Extrait de données |

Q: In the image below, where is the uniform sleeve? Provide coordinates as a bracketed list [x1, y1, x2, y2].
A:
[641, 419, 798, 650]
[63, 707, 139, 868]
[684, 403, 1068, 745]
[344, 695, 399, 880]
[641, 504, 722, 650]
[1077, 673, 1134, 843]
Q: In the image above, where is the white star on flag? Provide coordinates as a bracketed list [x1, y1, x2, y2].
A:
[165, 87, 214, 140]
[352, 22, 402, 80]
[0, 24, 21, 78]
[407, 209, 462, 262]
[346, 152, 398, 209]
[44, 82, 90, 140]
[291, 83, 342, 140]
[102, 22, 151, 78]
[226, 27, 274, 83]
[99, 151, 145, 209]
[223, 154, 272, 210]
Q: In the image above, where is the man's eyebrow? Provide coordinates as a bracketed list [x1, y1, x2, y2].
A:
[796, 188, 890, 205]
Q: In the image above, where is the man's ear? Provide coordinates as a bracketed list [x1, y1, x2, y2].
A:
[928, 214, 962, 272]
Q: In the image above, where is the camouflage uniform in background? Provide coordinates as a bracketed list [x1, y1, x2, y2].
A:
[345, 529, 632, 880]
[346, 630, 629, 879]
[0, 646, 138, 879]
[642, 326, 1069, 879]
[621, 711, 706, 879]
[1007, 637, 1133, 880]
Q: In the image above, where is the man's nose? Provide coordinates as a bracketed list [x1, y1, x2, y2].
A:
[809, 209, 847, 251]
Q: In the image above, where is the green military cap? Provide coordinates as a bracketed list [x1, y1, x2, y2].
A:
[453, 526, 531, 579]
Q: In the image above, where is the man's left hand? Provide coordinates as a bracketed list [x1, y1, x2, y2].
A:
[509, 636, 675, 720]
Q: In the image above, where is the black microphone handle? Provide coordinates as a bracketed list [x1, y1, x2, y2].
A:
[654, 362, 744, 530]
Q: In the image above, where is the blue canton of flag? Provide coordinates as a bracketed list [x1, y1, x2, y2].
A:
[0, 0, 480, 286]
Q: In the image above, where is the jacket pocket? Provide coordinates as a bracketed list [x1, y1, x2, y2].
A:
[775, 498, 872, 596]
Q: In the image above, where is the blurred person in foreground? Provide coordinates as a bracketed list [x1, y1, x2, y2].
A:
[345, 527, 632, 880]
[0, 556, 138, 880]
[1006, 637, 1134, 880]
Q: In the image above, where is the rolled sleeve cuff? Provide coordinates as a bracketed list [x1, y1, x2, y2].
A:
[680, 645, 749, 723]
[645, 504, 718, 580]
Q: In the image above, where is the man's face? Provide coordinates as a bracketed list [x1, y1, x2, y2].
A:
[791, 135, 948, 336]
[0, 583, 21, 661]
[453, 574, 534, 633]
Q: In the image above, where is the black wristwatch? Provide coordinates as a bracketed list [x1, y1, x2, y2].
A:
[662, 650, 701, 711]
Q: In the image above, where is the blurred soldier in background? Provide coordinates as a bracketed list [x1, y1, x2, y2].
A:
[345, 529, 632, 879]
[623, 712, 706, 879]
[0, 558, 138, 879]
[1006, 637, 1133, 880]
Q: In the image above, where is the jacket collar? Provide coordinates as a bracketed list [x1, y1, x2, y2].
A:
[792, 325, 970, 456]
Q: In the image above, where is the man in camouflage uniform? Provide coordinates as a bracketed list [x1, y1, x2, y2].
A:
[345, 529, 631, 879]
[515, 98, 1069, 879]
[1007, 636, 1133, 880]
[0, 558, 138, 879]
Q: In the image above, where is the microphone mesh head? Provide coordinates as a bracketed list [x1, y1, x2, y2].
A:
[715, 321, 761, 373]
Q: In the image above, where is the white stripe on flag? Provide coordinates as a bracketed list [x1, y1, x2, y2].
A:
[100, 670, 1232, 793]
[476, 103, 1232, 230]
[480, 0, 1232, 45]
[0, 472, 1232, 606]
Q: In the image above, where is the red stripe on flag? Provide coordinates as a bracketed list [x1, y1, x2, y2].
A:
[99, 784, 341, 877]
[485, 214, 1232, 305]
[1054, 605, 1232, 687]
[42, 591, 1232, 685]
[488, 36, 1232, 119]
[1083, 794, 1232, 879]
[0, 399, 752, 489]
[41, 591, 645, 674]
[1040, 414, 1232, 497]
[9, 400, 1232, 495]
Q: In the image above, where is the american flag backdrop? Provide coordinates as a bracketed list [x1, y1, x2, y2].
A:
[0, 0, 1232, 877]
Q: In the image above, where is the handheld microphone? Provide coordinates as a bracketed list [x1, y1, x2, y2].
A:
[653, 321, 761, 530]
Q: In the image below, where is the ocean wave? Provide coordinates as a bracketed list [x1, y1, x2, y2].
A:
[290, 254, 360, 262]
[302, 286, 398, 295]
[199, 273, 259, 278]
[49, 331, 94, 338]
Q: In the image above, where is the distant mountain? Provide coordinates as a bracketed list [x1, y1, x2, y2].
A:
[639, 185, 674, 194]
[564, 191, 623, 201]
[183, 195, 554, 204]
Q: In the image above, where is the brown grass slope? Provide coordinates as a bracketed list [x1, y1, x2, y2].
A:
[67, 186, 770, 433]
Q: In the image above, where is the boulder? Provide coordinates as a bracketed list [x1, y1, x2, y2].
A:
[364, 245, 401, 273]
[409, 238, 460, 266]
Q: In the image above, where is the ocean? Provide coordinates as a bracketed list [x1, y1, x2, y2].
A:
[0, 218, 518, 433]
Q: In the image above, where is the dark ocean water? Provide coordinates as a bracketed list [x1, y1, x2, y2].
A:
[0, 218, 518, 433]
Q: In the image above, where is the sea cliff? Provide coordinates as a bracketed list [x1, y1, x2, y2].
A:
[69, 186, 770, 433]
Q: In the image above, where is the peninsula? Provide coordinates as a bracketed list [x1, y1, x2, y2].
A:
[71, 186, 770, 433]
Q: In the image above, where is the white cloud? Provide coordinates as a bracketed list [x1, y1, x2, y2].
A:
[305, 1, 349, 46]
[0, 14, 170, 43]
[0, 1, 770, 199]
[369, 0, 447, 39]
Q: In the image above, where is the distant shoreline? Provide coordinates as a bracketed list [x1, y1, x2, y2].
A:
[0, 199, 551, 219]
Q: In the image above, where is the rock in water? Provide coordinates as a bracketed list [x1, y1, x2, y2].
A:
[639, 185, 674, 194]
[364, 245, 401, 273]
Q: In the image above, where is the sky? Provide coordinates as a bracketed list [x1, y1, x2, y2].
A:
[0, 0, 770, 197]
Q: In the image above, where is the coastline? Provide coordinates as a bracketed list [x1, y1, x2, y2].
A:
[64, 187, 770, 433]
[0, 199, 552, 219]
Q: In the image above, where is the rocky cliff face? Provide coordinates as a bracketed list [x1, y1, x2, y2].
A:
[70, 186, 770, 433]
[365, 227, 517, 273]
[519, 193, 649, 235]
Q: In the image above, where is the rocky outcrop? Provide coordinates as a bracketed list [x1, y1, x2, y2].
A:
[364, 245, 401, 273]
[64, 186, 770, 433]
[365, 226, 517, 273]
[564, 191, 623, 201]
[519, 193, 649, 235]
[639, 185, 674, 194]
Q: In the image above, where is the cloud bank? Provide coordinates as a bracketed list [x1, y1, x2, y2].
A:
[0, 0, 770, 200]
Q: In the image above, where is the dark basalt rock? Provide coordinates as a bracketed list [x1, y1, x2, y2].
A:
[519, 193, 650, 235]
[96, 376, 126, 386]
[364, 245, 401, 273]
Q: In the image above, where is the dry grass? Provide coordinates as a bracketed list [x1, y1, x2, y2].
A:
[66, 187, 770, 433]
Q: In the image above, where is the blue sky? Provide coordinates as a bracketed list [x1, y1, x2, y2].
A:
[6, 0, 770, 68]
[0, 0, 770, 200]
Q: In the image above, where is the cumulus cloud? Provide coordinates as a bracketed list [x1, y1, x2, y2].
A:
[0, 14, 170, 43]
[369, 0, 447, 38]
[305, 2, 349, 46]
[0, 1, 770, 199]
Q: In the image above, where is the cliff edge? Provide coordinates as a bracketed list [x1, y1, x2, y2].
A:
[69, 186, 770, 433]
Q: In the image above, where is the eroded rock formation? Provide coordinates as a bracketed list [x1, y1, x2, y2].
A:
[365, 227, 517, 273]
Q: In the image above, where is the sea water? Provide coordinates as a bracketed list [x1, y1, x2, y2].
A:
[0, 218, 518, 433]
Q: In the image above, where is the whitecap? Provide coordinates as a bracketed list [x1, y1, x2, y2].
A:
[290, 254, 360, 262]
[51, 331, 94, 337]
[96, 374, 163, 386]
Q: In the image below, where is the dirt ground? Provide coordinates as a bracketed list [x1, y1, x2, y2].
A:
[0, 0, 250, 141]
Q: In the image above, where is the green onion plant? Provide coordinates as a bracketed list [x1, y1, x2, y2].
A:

Consigne |
Renommez « coastline » en « shoreline » dans les lignes qui vont de celle contenant « Q: In the image above, where is the coastline? » jusqu'à celle contenant « [0, 199, 552, 219] » incluses, puis redonnez uniquement ces lignes sans rien y changer d'autre.

Réponse attendue |
Q: In the image above, where is the shoreline? Provide coordinates as a bracketed list [x1, y1, x2, y2].
A:
[64, 187, 770, 433]
[0, 199, 552, 219]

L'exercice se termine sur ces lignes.